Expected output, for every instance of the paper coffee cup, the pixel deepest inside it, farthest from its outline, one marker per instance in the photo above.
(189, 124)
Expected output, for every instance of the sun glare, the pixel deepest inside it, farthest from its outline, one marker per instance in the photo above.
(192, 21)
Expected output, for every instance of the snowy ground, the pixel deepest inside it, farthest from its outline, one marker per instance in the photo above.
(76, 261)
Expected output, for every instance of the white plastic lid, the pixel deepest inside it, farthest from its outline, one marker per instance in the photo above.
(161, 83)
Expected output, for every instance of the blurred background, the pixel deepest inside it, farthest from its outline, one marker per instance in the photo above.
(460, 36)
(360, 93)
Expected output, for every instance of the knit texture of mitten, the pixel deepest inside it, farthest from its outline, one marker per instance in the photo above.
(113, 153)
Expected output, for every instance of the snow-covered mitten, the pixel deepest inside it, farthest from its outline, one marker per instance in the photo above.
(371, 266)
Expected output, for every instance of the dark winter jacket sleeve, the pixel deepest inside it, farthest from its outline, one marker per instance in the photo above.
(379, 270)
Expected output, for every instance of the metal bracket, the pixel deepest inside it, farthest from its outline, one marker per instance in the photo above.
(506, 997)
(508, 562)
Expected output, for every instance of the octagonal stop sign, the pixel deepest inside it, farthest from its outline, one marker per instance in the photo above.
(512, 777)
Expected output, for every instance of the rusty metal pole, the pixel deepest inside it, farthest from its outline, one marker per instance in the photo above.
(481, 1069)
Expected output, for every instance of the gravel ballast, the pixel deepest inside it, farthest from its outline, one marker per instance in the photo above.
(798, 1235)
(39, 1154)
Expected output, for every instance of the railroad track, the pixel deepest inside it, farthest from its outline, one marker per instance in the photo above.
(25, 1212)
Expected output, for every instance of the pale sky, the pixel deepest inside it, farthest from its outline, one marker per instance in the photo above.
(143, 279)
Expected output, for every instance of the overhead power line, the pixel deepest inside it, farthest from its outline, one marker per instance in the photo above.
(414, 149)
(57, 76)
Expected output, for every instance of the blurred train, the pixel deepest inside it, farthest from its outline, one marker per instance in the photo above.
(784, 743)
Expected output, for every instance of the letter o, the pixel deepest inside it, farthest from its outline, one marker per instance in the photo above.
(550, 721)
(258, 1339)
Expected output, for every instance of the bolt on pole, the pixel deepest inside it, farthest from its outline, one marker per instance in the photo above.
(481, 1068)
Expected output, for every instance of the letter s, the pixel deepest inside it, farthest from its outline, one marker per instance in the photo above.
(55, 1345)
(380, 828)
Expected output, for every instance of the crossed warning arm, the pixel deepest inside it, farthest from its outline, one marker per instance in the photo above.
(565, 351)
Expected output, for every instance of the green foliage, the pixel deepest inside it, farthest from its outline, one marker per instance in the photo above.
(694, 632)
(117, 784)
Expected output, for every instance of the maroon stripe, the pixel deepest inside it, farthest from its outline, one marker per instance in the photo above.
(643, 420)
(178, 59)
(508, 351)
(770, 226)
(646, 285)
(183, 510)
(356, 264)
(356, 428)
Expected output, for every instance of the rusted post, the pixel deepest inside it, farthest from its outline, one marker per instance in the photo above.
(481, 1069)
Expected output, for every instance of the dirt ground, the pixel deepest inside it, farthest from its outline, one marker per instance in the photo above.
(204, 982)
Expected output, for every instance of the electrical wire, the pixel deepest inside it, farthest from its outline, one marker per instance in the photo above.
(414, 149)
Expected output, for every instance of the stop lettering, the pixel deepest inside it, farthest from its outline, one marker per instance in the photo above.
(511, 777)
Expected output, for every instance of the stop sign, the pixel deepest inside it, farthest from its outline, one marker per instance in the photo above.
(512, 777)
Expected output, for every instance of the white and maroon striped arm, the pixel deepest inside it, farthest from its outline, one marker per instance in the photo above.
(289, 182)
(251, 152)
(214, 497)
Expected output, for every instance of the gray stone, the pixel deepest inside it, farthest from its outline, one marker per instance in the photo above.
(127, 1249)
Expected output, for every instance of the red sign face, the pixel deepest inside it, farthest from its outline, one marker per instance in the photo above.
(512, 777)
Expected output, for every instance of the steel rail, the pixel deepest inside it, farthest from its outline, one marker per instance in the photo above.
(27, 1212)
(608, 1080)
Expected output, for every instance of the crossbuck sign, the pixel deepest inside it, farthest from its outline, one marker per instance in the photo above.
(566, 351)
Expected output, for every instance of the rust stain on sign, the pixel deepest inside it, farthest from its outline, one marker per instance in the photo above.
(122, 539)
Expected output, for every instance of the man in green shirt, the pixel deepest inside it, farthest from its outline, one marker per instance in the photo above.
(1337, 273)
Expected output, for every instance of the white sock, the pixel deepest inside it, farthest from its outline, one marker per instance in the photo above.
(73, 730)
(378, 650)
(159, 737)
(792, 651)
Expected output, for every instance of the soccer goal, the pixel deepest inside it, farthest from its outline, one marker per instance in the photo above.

WHAT TO WORK ON: Can you render the stretch of the material from the line containing "Expected output, for every instance of the railroad" through the line containing "(258, 1339)" as a Markdown table with a column "Entry" for the row number and a column "Content" for the line, leaving out any blank lines?

RESPONSE FOR THIS EXERCISE:
| Entry | Content |
|---|---|
| 1 | Expected output, for every instance of the railroad track, the pixel deepest inside it, farthest from its outline, one marker per instance in the photo above. |
| 2 | (25, 1212) |
| 3 | Expected output, for every instance of the pale sky, the pixel deepest inside it, farthest from its outline, one marker per instance in the photo above. |
| 4 | (143, 279) |
| 5 | Expected output, for every instance of the overhead power line, the pixel deepest inside it, farthest from its outline, one marker per instance in the photo above. |
| 6 | (414, 149) |
| 7 | (57, 76) |
| 8 | Expected output, for every instance of the blurred train, the pixel deepest inside it, farthest from its outline, one marker per instance in the photo above. |
| 9 | (784, 743) |
| 10 | Expected output, for every instance of the letter o, the pixel deepest inside it, farthest from its outline, one marker per instance in the photo above. |
| 11 | (550, 721) |
| 12 | (258, 1339) |